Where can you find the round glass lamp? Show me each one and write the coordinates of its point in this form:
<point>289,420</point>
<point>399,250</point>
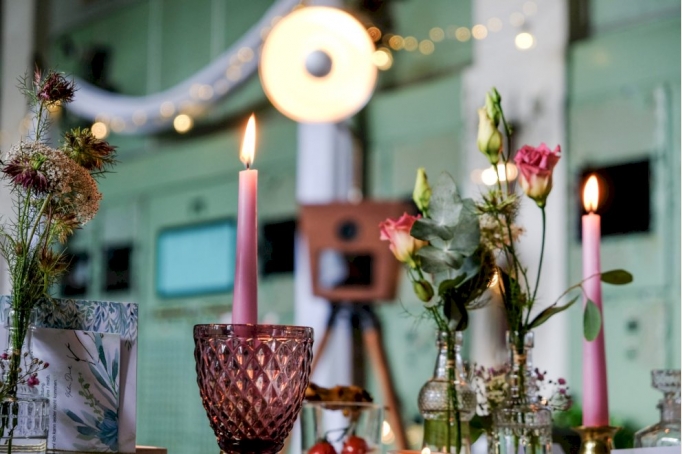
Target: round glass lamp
<point>316,65</point>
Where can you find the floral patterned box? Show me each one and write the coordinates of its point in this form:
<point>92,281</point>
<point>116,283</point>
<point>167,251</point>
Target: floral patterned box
<point>101,317</point>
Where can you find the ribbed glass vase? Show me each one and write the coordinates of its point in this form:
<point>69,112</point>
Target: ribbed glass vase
<point>447,401</point>
<point>24,412</point>
<point>522,425</point>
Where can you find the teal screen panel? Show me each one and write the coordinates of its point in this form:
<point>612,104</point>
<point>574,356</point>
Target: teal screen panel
<point>196,259</point>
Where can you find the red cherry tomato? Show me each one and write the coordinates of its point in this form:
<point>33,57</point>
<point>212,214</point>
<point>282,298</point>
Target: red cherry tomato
<point>355,445</point>
<point>322,447</point>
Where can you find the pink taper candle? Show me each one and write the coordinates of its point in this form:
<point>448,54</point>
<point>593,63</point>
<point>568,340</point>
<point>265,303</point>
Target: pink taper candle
<point>245,305</point>
<point>595,391</point>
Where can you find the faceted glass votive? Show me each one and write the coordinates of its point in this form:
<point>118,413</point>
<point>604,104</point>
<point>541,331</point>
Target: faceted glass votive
<point>252,380</point>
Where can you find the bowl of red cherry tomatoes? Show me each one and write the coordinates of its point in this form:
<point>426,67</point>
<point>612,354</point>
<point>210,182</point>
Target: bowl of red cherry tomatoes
<point>341,427</point>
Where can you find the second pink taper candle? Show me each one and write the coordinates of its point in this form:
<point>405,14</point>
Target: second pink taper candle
<point>245,305</point>
<point>595,390</point>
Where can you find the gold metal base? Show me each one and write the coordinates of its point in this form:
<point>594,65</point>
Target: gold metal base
<point>596,440</point>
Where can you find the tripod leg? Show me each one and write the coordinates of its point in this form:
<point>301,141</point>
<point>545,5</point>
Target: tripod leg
<point>322,346</point>
<point>375,348</point>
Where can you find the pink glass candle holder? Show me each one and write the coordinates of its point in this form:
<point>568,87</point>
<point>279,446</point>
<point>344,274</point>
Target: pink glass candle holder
<point>252,380</point>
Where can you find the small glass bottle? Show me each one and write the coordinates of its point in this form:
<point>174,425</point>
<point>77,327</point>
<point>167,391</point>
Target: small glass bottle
<point>667,431</point>
<point>522,425</point>
<point>446,426</point>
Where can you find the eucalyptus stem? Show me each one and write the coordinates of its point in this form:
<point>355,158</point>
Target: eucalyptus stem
<point>542,252</point>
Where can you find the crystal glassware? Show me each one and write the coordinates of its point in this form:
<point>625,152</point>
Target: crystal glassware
<point>350,427</point>
<point>24,412</point>
<point>522,425</point>
<point>252,380</point>
<point>444,428</point>
<point>667,431</point>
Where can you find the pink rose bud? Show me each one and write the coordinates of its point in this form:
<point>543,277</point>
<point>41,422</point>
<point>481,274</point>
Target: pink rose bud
<point>32,381</point>
<point>536,166</point>
<point>403,245</point>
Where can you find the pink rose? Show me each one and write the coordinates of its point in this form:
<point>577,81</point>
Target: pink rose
<point>536,166</point>
<point>33,381</point>
<point>403,245</point>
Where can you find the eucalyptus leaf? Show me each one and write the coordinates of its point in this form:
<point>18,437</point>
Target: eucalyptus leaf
<point>445,203</point>
<point>467,231</point>
<point>545,315</point>
<point>616,277</point>
<point>427,230</point>
<point>450,284</point>
<point>591,321</point>
<point>435,260</point>
<point>455,310</point>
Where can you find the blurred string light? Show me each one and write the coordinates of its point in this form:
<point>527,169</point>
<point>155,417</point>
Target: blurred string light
<point>99,130</point>
<point>387,435</point>
<point>388,42</point>
<point>382,58</point>
<point>183,123</point>
<point>524,41</point>
<point>489,177</point>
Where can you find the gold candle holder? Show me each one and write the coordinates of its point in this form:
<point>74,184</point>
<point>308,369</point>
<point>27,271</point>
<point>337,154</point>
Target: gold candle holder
<point>596,440</point>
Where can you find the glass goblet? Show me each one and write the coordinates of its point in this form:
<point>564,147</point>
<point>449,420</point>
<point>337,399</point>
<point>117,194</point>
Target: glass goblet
<point>252,380</point>
<point>349,427</point>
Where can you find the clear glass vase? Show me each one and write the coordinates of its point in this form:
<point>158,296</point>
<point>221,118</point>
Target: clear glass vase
<point>24,412</point>
<point>522,425</point>
<point>667,431</point>
<point>447,401</point>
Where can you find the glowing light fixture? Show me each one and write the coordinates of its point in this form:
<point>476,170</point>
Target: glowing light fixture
<point>317,65</point>
<point>524,41</point>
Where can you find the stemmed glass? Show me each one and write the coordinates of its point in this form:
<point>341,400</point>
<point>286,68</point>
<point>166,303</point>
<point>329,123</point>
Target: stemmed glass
<point>252,380</point>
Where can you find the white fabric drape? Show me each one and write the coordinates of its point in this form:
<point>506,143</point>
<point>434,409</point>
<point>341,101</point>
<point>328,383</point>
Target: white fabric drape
<point>145,114</point>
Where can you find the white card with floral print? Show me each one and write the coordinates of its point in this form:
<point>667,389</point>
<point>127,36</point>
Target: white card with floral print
<point>82,383</point>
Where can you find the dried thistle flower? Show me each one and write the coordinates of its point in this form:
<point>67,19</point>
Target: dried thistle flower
<point>71,187</point>
<point>54,88</point>
<point>63,226</point>
<point>24,169</point>
<point>88,151</point>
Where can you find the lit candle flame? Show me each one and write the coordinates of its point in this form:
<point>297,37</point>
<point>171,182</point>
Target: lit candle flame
<point>249,144</point>
<point>591,194</point>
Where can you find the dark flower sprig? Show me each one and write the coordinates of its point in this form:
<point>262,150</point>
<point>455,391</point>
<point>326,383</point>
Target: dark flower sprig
<point>91,153</point>
<point>53,88</point>
<point>54,193</point>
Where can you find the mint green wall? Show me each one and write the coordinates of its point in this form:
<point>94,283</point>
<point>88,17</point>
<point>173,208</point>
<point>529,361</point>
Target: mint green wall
<point>624,105</point>
<point>623,102</point>
<point>159,180</point>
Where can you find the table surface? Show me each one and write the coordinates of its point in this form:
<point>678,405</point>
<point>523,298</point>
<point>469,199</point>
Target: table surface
<point>139,450</point>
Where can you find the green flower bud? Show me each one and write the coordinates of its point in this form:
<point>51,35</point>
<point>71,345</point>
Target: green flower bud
<point>495,95</point>
<point>422,191</point>
<point>489,139</point>
<point>423,290</point>
<point>492,109</point>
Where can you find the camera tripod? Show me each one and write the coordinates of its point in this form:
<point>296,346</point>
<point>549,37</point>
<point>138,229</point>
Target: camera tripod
<point>365,321</point>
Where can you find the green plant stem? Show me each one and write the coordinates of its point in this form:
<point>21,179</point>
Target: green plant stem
<point>542,253</point>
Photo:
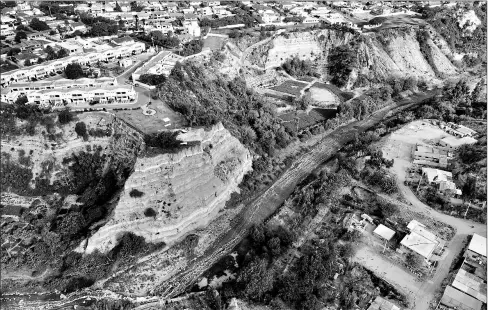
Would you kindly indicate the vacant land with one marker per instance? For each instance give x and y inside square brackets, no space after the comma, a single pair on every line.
[293,88]
[153,123]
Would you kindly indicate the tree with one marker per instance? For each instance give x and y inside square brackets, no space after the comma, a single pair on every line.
[20,36]
[38,25]
[65,116]
[73,71]
[80,129]
[341,61]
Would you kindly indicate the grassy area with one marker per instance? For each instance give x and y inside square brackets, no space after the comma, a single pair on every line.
[154,123]
[290,87]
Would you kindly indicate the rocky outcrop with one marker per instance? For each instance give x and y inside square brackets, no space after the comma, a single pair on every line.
[181,191]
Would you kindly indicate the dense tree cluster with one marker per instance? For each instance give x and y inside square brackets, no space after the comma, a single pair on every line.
[152,79]
[38,25]
[341,61]
[205,101]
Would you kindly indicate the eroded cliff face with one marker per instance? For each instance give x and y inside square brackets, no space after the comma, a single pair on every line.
[380,56]
[181,191]
[397,53]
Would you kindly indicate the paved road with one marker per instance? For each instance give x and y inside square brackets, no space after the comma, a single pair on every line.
[268,202]
[463,228]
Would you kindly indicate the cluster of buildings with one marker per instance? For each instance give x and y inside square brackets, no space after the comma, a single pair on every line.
[82,51]
[161,64]
[419,241]
[468,289]
[73,93]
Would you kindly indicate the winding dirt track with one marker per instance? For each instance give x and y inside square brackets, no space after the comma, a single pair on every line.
[267,203]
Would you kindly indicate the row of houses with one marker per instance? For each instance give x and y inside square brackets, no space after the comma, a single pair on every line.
[11,93]
[468,289]
[75,97]
[160,64]
[57,66]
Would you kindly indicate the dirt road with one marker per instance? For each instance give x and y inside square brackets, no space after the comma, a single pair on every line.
[267,203]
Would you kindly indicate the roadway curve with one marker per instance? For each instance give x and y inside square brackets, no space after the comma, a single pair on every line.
[266,204]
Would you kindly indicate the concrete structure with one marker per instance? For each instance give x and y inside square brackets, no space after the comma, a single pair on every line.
[83,96]
[384,232]
[458,130]
[453,143]
[459,300]
[162,63]
[426,155]
[105,53]
[421,242]
[382,304]
[443,180]
[11,93]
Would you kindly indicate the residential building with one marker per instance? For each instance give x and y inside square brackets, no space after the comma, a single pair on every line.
[453,143]
[443,180]
[421,242]
[11,93]
[160,64]
[381,303]
[384,233]
[83,96]
[427,155]
[458,130]
[190,23]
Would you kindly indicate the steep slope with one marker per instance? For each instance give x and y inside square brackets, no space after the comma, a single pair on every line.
[380,55]
[184,190]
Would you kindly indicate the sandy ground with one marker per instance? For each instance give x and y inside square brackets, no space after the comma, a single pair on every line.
[398,146]
[403,280]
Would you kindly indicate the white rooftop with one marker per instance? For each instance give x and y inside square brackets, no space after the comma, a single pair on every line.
[384,232]
[478,244]
[436,175]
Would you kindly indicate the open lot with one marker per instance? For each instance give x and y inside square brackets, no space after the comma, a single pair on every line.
[153,123]
[293,88]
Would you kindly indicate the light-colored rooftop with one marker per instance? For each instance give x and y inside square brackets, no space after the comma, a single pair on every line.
[419,244]
[384,232]
[470,284]
[478,244]
[455,298]
[382,304]
[455,142]
[436,175]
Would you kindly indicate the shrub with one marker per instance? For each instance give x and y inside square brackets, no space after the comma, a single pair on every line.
[134,193]
[149,212]
[65,116]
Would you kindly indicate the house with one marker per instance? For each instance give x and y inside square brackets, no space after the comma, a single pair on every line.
[426,155]
[384,233]
[458,130]
[421,242]
[24,57]
[190,23]
[458,300]
[78,26]
[443,180]
[453,143]
[382,304]
[74,97]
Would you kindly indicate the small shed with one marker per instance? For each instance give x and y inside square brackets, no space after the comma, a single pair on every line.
[384,232]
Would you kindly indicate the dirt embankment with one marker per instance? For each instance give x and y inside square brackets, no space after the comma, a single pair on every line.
[177,192]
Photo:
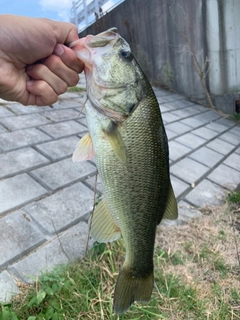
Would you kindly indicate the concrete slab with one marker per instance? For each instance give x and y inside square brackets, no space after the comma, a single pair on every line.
[62,173]
[178,127]
[24,121]
[220,146]
[225,176]
[18,237]
[17,191]
[233,161]
[205,133]
[63,209]
[4,112]
[230,137]
[19,109]
[58,149]
[178,186]
[16,161]
[206,156]
[177,150]
[63,129]
[61,115]
[206,194]
[169,117]
[8,287]
[70,246]
[192,122]
[21,138]
[190,140]
[189,170]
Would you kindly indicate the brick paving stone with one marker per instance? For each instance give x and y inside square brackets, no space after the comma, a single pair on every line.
[220,146]
[4,112]
[206,156]
[19,109]
[233,161]
[2,129]
[208,116]
[24,121]
[21,138]
[192,122]
[206,194]
[170,134]
[8,287]
[236,131]
[70,246]
[18,237]
[62,209]
[225,176]
[59,148]
[205,133]
[62,129]
[178,186]
[64,172]
[177,150]
[178,127]
[17,191]
[22,159]
[186,112]
[216,126]
[226,122]
[61,115]
[230,137]
[169,117]
[190,140]
[189,170]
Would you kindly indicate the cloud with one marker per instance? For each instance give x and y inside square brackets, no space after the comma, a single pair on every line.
[62,8]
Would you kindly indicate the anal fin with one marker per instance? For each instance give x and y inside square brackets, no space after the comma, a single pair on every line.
[103,228]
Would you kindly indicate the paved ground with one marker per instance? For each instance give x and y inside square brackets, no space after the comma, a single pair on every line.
[45,198]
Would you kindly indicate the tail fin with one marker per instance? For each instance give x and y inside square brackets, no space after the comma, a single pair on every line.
[130,288]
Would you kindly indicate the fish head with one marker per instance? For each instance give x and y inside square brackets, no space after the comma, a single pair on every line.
[114,79]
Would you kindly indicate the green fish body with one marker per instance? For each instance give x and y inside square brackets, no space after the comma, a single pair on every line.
[128,139]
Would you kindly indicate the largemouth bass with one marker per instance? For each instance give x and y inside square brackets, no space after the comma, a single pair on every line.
[128,139]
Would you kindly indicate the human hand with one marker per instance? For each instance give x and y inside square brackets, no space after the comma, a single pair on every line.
[35,65]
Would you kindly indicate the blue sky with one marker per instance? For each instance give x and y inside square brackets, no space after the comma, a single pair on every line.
[52,9]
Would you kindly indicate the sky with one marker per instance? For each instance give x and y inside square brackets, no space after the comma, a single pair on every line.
[52,9]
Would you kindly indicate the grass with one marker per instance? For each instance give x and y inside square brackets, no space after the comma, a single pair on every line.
[197,276]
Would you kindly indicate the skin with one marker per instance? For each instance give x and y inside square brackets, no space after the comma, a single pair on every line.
[35,64]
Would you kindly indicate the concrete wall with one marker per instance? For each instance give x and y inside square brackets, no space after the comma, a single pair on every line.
[156,28]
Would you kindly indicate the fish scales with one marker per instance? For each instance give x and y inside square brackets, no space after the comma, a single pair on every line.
[127,136]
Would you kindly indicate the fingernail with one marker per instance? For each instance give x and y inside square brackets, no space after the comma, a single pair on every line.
[30,83]
[29,67]
[58,50]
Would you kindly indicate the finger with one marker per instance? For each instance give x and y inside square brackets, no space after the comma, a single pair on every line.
[56,65]
[42,72]
[68,57]
[40,93]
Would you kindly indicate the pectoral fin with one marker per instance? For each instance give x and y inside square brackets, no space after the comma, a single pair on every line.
[171,210]
[103,228]
[84,150]
[113,136]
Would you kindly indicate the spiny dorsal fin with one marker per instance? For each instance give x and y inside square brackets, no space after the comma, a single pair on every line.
[84,150]
[103,228]
[171,210]
[113,136]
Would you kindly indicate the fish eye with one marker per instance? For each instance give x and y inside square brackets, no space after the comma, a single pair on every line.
[126,55]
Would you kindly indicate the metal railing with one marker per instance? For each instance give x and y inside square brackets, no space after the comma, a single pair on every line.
[85,12]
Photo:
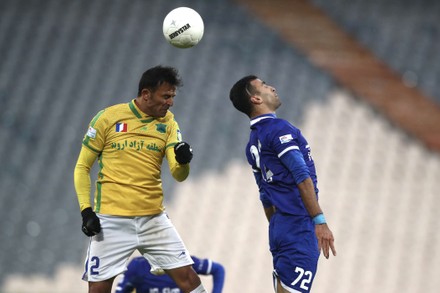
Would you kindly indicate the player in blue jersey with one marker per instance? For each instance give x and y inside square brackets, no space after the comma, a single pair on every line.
[138,277]
[285,173]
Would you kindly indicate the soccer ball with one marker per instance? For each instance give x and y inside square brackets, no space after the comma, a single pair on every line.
[183,27]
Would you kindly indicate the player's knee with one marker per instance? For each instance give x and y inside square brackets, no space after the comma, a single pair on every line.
[186,278]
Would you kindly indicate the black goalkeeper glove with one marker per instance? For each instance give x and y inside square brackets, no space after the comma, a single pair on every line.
[183,152]
[91,225]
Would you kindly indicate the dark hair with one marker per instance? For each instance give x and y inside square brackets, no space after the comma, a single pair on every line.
[241,92]
[155,76]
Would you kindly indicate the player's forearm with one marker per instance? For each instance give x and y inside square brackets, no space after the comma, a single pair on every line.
[81,178]
[308,196]
[218,274]
[82,187]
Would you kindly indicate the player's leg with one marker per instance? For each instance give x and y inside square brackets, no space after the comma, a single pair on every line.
[108,252]
[295,251]
[186,278]
[164,249]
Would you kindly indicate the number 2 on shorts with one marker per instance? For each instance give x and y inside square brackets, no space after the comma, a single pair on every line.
[304,276]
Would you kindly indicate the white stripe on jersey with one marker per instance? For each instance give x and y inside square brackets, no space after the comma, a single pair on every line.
[209,266]
[294,147]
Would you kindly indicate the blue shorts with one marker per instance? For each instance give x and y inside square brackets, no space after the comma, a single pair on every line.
[294,249]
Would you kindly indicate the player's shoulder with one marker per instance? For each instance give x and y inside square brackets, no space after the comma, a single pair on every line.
[168,118]
[117,108]
[277,125]
[111,112]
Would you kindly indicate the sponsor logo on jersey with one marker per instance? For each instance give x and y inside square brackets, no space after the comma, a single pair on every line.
[285,138]
[91,132]
[121,127]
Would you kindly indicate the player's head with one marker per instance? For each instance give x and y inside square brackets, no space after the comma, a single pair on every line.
[240,94]
[157,89]
[253,96]
[156,76]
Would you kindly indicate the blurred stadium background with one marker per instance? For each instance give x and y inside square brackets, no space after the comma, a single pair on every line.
[361,78]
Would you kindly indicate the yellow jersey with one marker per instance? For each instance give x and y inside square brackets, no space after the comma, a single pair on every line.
[130,147]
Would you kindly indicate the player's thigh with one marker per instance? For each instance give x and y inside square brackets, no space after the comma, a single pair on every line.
[185,277]
[109,250]
[295,253]
[162,246]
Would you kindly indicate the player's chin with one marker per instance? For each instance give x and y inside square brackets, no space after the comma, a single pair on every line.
[162,113]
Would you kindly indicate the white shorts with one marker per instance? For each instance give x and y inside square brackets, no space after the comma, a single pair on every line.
[155,237]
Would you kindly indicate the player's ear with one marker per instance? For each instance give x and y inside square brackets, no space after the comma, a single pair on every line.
[256,99]
[145,93]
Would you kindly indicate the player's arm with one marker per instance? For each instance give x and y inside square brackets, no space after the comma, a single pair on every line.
[82,181]
[269,209]
[294,161]
[179,171]
[91,225]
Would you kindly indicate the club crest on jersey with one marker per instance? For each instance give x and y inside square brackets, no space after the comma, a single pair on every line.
[91,132]
[285,138]
[162,128]
[121,127]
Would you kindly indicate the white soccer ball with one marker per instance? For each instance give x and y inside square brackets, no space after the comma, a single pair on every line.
[183,27]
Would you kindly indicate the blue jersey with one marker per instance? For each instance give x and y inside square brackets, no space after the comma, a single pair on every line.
[138,277]
[271,140]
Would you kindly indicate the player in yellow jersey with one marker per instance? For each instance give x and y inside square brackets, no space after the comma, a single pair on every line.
[130,141]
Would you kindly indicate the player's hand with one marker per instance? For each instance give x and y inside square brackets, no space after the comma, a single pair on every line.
[183,152]
[91,225]
[326,241]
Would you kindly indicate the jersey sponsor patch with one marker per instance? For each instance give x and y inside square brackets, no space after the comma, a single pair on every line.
[91,132]
[121,127]
[285,138]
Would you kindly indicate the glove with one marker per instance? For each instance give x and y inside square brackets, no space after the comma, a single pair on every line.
[183,152]
[91,225]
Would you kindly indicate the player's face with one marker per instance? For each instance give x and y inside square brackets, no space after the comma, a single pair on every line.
[159,101]
[267,93]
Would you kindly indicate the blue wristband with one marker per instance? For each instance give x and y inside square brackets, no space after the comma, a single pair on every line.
[319,219]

BRIEF>
Repeat only the stretch of lines that opens with the line containing "Would you kindly indicate the player's arm" and closes with the final line of the entries, both included, exactly as written.

EXERCISE ANSWER>
Would you kindly indicate the player's arm with one marker per instance? For each instance give x and y inside square brackets, no space after the comma, a single pair on every line.
[82,181]
[269,209]
[294,161]
[179,171]
[91,225]
Would you kindly indicate the club crest on jersey with one marker per instance? For each instance give x and y inside square brackets, no space after the comma, a single pair on every line.
[91,132]
[285,138]
[162,128]
[121,127]
Would you kindly indicate the white soccer ball with one marker per instance? For each instance give x and y inside square brackets, no space after the comma, a single pair on every line.
[183,27]
Would you kindly indicate the blue jersey with one marker per instance? For each instance give x and y inside square brackets, no space after the comma, a single pair on every line.
[138,277]
[271,140]
Would you kindly indicate the player in yellow jersey with one marker per instance? For each instance give x and y inside square brackets, no space after the comma, a single pair on every line.
[130,141]
Would you kindly indicate the player's hand with one marker per instance? For each instance give x and y inside square brackets, no space after the comma, a single pair on every line.
[183,152]
[91,225]
[326,241]
Would you kindly indicate the jersey sponsor patch with one marker per instance? For each instance give x and y inside square brackets, no space after the comma, a single pair on every line.
[91,132]
[121,127]
[285,138]
Would you kindly indicate the glove with one marker per instance? For each instance give x and y inside square brackets, no space after the comma, a single pair on every line.
[183,152]
[91,225]
Would you kindly indicate the player's face with one marker per instance? For each instance give x and y inside square brackets, no space after the comma, a single pair on every line.
[159,101]
[267,93]
Would you kindly indicate the blue wristband with one marker per instance? For each instance give x and y inside square brackets, no space after the comma, a single pair on every line.
[319,219]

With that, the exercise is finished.